# [Material for this task]
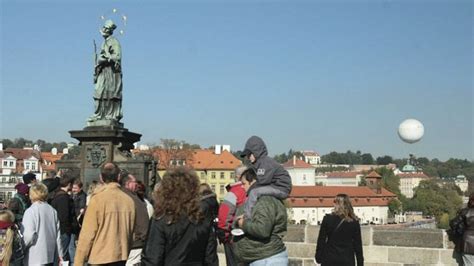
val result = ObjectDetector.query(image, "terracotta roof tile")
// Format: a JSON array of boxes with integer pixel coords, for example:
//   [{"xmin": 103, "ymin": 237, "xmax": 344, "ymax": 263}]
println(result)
[
  {"xmin": 283, "ymin": 159, "xmax": 314, "ymax": 168},
  {"xmin": 5, "ymin": 148, "xmax": 40, "ymax": 160},
  {"xmin": 366, "ymin": 171, "xmax": 382, "ymax": 178},
  {"xmin": 398, "ymin": 173, "xmax": 430, "ymax": 179},
  {"xmin": 143, "ymin": 149, "xmax": 242, "ymax": 170},
  {"xmin": 290, "ymin": 186, "xmax": 396, "ymax": 199},
  {"xmin": 288, "ymin": 197, "xmax": 392, "ymax": 208},
  {"xmin": 302, "ymin": 151, "xmax": 319, "ymax": 156},
  {"xmin": 326, "ymin": 171, "xmax": 362, "ymax": 178},
  {"xmin": 192, "ymin": 150, "xmax": 242, "ymax": 170}
]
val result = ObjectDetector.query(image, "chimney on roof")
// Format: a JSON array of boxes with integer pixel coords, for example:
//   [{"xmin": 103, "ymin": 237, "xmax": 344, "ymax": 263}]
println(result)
[
  {"xmin": 214, "ymin": 144, "xmax": 222, "ymax": 155},
  {"xmin": 222, "ymin": 145, "xmax": 230, "ymax": 152},
  {"xmin": 365, "ymin": 171, "xmax": 382, "ymax": 194}
]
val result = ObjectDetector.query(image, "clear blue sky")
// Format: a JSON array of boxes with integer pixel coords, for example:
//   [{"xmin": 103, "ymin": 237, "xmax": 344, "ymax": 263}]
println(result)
[{"xmin": 0, "ymin": 0, "xmax": 474, "ymax": 160}]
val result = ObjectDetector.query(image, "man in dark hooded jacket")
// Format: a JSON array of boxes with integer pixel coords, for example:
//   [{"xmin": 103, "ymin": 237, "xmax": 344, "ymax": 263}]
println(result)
[{"xmin": 240, "ymin": 136, "xmax": 291, "ymax": 219}]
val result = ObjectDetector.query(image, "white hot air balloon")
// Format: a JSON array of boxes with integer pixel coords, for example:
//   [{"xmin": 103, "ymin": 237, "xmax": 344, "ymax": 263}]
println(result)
[{"xmin": 398, "ymin": 119, "xmax": 425, "ymax": 144}]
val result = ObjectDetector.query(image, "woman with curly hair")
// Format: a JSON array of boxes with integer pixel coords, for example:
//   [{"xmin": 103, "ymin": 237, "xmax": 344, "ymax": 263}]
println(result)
[
  {"xmin": 315, "ymin": 194, "xmax": 364, "ymax": 266},
  {"xmin": 142, "ymin": 167, "xmax": 217, "ymax": 266}
]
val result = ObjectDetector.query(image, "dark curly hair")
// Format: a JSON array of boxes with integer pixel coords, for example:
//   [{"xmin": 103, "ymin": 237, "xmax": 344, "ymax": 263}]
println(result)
[{"xmin": 153, "ymin": 167, "xmax": 202, "ymax": 223}]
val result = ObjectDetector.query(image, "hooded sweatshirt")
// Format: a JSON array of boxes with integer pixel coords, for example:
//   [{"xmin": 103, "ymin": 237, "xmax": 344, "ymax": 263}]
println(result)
[{"xmin": 245, "ymin": 136, "xmax": 291, "ymax": 195}]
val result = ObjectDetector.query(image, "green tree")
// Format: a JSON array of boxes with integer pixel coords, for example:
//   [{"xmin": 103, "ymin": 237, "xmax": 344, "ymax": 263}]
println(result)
[{"xmin": 405, "ymin": 179, "xmax": 462, "ymax": 226}]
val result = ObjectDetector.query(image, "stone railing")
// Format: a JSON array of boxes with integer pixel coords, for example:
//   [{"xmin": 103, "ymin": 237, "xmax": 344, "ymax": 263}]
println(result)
[{"xmin": 219, "ymin": 225, "xmax": 457, "ymax": 266}]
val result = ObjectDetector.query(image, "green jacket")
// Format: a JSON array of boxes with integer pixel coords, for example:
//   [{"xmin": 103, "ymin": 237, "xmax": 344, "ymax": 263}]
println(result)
[{"xmin": 234, "ymin": 196, "xmax": 287, "ymax": 262}]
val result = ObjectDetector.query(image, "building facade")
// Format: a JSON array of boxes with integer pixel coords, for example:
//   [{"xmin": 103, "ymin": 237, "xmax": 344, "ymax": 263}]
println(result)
[
  {"xmin": 301, "ymin": 151, "xmax": 321, "ymax": 166},
  {"xmin": 288, "ymin": 186, "xmax": 396, "ymax": 225},
  {"xmin": 397, "ymin": 172, "xmax": 430, "ymax": 198},
  {"xmin": 283, "ymin": 156, "xmax": 316, "ymax": 186},
  {"xmin": 316, "ymin": 171, "xmax": 364, "ymax": 187},
  {"xmin": 151, "ymin": 145, "xmax": 242, "ymax": 200}
]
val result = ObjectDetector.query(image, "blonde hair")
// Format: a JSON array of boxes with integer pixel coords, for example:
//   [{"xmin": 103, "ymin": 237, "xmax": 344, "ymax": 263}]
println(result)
[
  {"xmin": 30, "ymin": 183, "xmax": 48, "ymax": 202},
  {"xmin": 0, "ymin": 210, "xmax": 15, "ymax": 265},
  {"xmin": 333, "ymin": 194, "xmax": 359, "ymax": 222},
  {"xmin": 87, "ymin": 180, "xmax": 102, "ymax": 195}
]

# [Exercise aim]
Identify every line above that contains the word "hooded", matching case exactly, and copy each one.

# [Exercise result]
val result = ObjectDetector.query(image, "man in dark hooded jacket")
val result = ObjectDetector.query(image, "hooded sweatshirt")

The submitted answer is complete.